What needs to be done: Decide whether each statement agrees with the pulley upgrade thread below, answering yes or no and quoting the deciding words of the thread. (a) The original 10hp Tecumseh engine seized at the end of last season. (b) The governor was turned down from 3600rpm to 3300rpm. (c) The snow blower can run on a single-shaft engine.

— start Selected text —

# 3" pulley upgrade



## cadmobile500

hi. my name is tom and ive been lurking on this forum for a couple years now.
I have a mtd 31be665e118 snow blower 10/24". it was originally powered by a 10hp Tecumseh engine but that seized at the end of last season. I repowered it with an 8hp Tecumseh since it was the only engine I could find/afford at the time that would fit. this snow blower requires a dual shaft engine.

anyways, I added an impeller kit and bought a mini tach and turned the governor up from 3300rpm to 3600rpm. it does pretty well and will eat 4" of dry snow on speed 5 without bogging down. itll handle pretty much everything else we got this year on speed 3.

I wanted to increase the impeller speed by increasing the the pulley size on the engine. this blower has dual auger pulleys. actually the upper pulleys are 
pulley halfs and are listed at 2.6" diameter and the auger pulleys are listed as 8".

what im wondering is are the numbers used to describe the pulleys the pitch size or pulleys o.d. I didn't want to order a pulley just based on its o.d. the 3" pulleys I saw online had a 2.2" pitch diameter with an "A" belt.

based on the descriptive sizes of my pulleys my impeller speed should be 1170rpm. how do I figure out the pitch of the current pulleys?

has anyone already figured this out?

I think my next purchase is going to be one of those reflective tape tach;s

thanks in advance. tom


----------



## motorhead64

Hi cadmobile
Hope this doesn't make you dizzy...it did me. MH
Notes on Pulleys and Belts


----------



## MrDman

Hi Cadmobile,
When you install a larger pulley on the motor it will make the auger faster but

you lose torque.It may start to pull the motor down.

You can try it if it doesn't work your just out a pulley and a new belt.

Tom


----------



## cadmobile500

we had 10" of dry fluffy snow last night. I had no problem clearing the driveway today in 3rd gear but had some snow spilling out the cleared side taking 3/4 width cuts. I was thinking a little more auger/impeller speed would help with through-put. I cant stand running the snowblower any slower than 3rd gear. makes me walk like an old lady-lol. minimal bogging in the deep drifts. bet the rpms never dropped below 3400rpm.


----------



## brassmonkey

motorhead64 said:


> Hi cadmobile
> Hope this doesn't make you dizzy...it did me. MH
> Notes on Pulleys and Belts


Fascinating although made me dizzy indeed! :smiley-confused009:

Make your own pulleys? That's right up there with make your own spark plugs and tires! :wacko:


----------



## Shryp

brassmonkey said:


> Make your own pulleys? That's right up there with make your own spark plugs and tires! :wacko:


Skip to 19:12


----------



## 43128

Shryp said:


> Skip to 19:12
> 
> https://www.youtube.com/watch?v=vAf2ZpILjeY


lol from the same guy that got an f150 for 200 bucks!

— end Selected text —
— start Given information —

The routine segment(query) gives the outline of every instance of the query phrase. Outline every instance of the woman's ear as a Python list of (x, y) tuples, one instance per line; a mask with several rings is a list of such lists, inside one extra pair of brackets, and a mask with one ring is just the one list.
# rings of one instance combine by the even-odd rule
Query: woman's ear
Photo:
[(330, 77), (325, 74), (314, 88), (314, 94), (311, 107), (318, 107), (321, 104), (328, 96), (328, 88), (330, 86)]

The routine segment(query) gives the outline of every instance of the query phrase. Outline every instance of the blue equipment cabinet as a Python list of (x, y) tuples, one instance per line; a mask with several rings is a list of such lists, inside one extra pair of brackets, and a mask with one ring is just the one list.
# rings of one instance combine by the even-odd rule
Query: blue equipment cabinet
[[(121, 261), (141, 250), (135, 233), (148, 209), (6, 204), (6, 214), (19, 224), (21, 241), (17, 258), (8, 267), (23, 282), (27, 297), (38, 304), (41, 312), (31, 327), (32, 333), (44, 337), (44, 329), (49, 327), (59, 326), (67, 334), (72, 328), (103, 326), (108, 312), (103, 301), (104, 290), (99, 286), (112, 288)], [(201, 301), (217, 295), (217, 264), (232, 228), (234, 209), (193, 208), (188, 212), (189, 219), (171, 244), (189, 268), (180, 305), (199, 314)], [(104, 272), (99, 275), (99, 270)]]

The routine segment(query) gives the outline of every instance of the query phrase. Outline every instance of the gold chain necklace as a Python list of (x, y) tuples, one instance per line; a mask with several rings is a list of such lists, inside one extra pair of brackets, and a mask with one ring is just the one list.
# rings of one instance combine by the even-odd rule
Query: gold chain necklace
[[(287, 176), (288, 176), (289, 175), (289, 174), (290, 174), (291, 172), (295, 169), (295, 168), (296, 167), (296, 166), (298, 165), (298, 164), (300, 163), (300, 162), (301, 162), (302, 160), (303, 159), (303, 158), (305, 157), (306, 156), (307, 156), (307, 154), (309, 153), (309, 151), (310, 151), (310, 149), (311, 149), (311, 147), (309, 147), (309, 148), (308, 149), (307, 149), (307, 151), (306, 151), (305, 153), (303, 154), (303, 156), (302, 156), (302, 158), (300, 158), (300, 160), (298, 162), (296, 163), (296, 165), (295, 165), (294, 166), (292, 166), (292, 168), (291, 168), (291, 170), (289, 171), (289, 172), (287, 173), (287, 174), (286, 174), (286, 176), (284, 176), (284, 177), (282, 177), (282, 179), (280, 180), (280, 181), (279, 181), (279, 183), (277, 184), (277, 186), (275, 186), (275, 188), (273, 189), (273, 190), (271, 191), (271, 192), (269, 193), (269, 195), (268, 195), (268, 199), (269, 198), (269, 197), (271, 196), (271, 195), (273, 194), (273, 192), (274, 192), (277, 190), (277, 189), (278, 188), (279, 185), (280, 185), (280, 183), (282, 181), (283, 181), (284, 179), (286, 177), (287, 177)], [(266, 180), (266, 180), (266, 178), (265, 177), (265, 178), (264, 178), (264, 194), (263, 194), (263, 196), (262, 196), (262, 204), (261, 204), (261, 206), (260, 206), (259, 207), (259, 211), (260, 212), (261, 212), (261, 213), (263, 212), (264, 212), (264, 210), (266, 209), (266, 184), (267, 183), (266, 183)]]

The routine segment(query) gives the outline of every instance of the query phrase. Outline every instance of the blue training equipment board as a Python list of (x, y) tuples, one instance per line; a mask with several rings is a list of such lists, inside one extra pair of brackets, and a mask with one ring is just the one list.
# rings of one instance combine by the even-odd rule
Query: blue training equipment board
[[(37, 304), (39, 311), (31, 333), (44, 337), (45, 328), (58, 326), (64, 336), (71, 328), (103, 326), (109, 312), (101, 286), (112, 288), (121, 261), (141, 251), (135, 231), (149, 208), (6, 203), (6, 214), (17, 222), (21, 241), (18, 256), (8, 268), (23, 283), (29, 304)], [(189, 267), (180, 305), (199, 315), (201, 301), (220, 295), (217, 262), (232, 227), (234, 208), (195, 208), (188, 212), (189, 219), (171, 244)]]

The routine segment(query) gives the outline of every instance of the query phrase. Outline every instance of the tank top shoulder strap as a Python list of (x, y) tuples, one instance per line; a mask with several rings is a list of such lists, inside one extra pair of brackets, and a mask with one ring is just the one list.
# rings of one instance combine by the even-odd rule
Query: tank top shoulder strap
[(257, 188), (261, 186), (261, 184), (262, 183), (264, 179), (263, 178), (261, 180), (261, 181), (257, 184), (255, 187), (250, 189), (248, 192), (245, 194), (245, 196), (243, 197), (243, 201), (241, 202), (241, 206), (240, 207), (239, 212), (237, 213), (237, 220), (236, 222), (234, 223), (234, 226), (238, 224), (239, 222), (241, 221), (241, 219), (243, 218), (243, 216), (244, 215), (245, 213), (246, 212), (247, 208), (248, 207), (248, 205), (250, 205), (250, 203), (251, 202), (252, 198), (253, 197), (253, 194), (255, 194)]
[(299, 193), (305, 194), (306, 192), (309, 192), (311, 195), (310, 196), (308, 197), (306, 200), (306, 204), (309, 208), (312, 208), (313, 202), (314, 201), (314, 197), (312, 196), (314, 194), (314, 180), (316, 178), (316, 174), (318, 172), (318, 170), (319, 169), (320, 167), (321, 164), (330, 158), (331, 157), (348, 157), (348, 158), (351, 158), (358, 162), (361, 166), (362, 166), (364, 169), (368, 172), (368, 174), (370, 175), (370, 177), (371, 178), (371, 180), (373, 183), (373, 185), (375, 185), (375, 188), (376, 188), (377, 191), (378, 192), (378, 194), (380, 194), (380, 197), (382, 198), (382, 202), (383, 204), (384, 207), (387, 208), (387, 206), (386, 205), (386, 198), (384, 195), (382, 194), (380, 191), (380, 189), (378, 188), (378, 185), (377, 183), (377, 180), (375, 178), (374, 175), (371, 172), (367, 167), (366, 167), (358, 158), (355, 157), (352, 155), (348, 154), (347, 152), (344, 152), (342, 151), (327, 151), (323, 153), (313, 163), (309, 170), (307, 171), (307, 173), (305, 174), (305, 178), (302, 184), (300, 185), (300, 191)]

— end Given information —
— start Given information —

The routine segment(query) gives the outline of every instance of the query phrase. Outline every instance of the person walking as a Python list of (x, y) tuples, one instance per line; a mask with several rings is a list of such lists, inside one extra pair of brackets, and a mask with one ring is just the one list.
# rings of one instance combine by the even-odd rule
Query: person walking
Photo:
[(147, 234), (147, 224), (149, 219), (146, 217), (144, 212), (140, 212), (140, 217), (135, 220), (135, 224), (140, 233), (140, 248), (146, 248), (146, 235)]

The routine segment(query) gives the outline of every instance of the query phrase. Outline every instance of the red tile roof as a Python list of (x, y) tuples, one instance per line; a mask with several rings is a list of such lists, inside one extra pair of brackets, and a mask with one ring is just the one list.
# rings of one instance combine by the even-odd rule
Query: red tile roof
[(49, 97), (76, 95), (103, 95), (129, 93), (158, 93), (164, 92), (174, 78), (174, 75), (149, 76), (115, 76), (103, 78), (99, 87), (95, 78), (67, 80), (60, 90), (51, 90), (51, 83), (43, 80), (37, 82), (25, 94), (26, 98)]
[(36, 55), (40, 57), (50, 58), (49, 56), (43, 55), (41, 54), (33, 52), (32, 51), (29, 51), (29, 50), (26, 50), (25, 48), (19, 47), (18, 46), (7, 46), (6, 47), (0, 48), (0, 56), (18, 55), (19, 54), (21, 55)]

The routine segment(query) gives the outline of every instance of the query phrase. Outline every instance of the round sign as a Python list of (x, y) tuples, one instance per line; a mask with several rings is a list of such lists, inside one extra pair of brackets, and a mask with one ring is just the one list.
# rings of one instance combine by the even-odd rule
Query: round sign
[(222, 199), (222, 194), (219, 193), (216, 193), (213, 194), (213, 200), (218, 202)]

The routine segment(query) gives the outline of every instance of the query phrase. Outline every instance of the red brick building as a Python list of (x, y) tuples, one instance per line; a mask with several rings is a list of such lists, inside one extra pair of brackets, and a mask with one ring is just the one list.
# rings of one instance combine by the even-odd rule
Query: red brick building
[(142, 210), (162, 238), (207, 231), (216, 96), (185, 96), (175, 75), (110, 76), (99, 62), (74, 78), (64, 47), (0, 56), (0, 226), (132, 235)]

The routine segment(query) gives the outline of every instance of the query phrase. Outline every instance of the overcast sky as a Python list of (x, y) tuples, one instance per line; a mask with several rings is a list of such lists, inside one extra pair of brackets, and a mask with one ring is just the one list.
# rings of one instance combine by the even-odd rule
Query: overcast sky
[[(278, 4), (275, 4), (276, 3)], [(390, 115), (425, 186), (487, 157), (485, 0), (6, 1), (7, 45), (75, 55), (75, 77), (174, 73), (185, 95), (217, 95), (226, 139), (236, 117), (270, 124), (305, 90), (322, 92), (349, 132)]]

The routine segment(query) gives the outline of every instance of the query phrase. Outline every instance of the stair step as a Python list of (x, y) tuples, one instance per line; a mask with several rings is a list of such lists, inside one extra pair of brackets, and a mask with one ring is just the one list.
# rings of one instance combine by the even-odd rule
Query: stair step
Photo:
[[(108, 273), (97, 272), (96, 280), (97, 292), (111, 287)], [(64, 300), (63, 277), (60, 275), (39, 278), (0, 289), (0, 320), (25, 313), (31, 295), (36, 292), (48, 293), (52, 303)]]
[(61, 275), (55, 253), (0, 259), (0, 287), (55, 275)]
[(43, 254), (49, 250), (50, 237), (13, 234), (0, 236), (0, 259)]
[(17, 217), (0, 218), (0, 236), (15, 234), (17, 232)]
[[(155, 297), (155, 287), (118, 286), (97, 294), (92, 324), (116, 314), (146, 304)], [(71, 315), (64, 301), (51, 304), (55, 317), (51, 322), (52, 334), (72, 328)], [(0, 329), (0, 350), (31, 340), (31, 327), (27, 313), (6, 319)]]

— end Given information —
— start Given information —

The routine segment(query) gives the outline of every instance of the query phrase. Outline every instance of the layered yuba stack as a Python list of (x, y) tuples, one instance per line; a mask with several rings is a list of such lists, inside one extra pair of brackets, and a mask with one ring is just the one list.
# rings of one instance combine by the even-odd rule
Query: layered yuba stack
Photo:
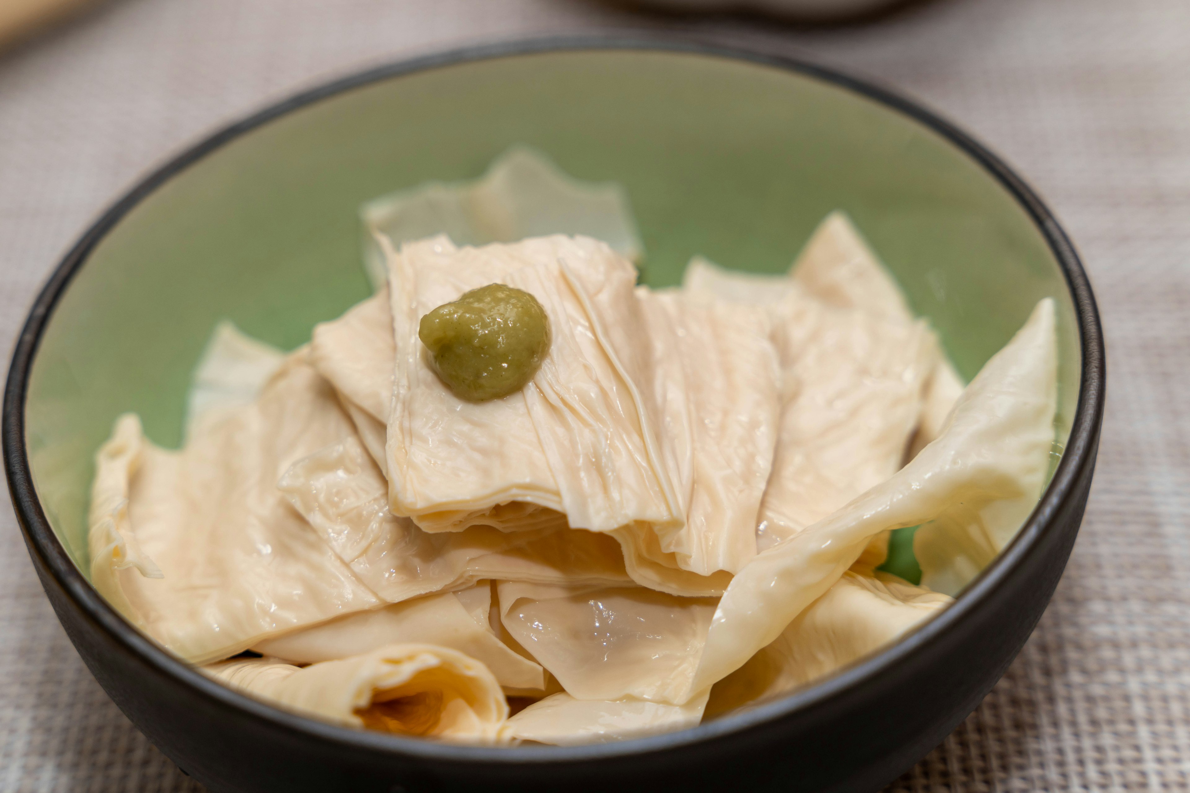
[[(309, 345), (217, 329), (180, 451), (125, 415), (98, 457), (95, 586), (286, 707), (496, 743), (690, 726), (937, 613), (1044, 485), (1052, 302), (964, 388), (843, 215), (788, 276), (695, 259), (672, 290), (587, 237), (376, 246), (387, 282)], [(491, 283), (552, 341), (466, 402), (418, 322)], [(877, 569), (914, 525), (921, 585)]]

— end Given information —

Result for this task:
(a) Yes: "it was originally powered by a 10hp Tecumseh engine but that seized at the end of last season."
(b) No: "turned the governor up from 3300rpm to 3600rpm."
(c) No: "this snow blower requires a dual shaft engine."